*** Selected text

On Jun 4, 2008, at 7:22 AM, Ian Lance Taylor wrote:
Chris Lattner <clattner@apple.com> writes:
Is there a specific reason you don't use the LLVM LTO interface?  It
seems to be roughly the same as your proposed interface:

a) it has a simple C interface like your proposed one
b) it is already implemented in one system linker (Apple's), so GCC
would just provide its own linker plugin and it would work on apple
platforms
c) it is richer than your interface
d) it is battle tested, and exists today
e) it is completely independent of llvm (by design)
f) it is fully documented: http://llvm.org/docs/LinkTimeOptimization.html

Is there something specific you don't like about the LLVM interface?

(I didn't design the proposed linker interface, and I'm not sure my earlier comments were included in the proposal sent to the list. I'm going to reply to that next.)

When I look at the LLVM interface as described on that web page, I see
these issues, all fixable:
* No support for symbol versioning.

Very true. I think it would great to work from a common model that can be extended to support both compilers. Having a unified interface would be very useful, and we are happy to evolve the interface to suit more general needs.

******

■ Work to complete:
**1)** For each statement about the email exchange, answer yes or no and quote the words that decide it. (a) The LLVM interface is said to be already implemented in Apple's system linker. (b) The LLVM interface is said to depend on llvm. (c) Lack of support for symbol versioning is listed as an issue with the LLVM interface.
**2)** Transcribe the email exchange word for word, everything from "f) it is fully" down to "for symbol versioning.".
The stored data has nothing to do with this.

*** Given entries

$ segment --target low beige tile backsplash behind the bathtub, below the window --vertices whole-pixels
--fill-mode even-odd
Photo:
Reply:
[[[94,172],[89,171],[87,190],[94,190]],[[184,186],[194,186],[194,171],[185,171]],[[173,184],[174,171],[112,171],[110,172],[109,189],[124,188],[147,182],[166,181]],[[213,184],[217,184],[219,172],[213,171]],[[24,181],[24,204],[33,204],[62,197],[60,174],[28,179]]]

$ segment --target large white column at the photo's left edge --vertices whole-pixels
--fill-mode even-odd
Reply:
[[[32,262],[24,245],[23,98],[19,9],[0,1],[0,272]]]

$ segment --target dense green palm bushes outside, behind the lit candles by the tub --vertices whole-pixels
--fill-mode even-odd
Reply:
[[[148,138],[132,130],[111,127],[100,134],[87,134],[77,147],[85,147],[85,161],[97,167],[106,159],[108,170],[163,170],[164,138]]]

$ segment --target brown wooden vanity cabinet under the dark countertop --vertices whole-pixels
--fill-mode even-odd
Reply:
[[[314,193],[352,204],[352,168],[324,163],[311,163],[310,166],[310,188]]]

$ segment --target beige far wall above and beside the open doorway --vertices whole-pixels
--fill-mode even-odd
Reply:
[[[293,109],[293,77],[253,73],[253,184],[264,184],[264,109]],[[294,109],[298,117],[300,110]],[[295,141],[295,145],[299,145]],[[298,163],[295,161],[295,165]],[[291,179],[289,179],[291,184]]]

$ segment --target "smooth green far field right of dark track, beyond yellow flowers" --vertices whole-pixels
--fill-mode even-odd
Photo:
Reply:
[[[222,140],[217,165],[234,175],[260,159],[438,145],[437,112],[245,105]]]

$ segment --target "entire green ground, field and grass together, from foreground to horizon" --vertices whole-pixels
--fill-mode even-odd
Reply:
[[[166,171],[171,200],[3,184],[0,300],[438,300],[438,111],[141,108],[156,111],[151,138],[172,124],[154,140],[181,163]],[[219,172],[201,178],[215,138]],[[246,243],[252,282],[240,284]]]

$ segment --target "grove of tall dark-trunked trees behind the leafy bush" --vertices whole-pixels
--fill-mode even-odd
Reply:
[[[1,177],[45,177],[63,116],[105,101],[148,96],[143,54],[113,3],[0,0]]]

******

■ Answers provided:
**1)**
(a) Yes: "it is already implemented in one system linker (Apple's)"
(b) No: "it is completely independent of llvm (by design)"
(c) Yes: "No support for symbol versioning."

**2)**
f) it is fully documented: http://llvm.org/docs/LinkTimeOptimization.html

Is there something specific you don't like about the LLVM interface?

(I didn't design the proposed linker interface, and I'm not sure my earlier comments were included in the proposal sent to the list. I'm going to reply to that next.)

When I look at the LLVM interface as described on that web page, I see
these issues, all fixable:
* No support for symbol versioning.